### WHAT THIS TASK INVOLVES:
Nothing other than the lines from the one containing "If you could put a point on the nose" through the close of the entries below should be printed, each exactly.
+++ RECORDS FOR THE TASK +++
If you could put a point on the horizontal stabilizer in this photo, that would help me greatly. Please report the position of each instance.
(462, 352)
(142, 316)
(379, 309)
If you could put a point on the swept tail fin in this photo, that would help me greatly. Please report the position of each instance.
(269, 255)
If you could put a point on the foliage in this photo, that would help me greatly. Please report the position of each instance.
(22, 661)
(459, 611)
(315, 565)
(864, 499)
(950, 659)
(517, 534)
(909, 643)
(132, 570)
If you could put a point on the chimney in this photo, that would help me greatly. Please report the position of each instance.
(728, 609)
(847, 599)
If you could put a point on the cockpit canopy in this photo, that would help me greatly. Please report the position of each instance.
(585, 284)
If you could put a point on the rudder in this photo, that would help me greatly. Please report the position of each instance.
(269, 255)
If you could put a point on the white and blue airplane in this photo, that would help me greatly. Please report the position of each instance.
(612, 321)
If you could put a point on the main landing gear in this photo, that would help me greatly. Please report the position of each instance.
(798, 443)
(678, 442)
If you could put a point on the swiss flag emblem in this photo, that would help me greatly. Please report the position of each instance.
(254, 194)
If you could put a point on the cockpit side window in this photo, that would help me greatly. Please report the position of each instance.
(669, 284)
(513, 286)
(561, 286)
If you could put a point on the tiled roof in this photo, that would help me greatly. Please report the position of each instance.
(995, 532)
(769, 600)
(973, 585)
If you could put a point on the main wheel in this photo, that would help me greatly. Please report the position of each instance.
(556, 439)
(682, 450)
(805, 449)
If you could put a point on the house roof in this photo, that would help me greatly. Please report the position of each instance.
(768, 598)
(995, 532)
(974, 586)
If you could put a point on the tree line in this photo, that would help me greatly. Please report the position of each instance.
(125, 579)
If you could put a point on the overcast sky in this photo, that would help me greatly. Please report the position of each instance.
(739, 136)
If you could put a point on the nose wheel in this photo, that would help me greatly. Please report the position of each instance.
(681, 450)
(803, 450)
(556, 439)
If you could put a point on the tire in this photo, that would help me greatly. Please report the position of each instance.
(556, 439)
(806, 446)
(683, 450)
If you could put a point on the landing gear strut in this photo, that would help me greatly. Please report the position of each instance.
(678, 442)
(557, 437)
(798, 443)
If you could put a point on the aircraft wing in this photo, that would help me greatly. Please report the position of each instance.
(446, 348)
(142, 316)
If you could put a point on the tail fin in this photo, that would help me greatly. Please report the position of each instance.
+++
### FULL OUTPUT:
If you could put a point on the nose wheel in this photo, that would help me greatly. Please report the position of each instance.
(681, 450)
(803, 450)
(556, 439)
If you could put a point on the tire in this photo, that would help me greatly. Please report the position of each instance.
(556, 439)
(806, 446)
(683, 450)
If you could put a point on the landing gear strut in this photo, that would help me greatly. Please report the position of each instance.
(678, 442)
(557, 437)
(798, 443)
If you could put a point on the aircraft wing in this photo, that would help me greatly. Please report the position of each instance.
(446, 348)
(142, 316)
If you could put a point on the tail fin in this photo, that would help me greatly. Please report the position of each instance.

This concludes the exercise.